Return each of the following rows verbatim, leaving the pictures out of your answer.

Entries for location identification
---*---

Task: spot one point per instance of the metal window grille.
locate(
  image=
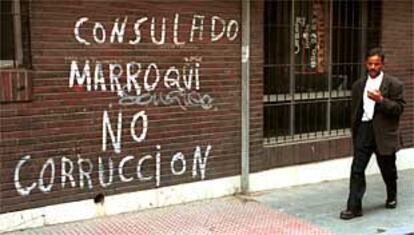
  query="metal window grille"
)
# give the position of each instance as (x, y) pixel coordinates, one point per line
(11, 54)
(313, 53)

---*---

- COMPLETED TASK:
Task: spot one point per instance of the metal window grille.
locate(
  image=
  query="metal window grille"
)
# give the position of each instance as (x, y) pixel coordinates, one point per line
(11, 54)
(313, 53)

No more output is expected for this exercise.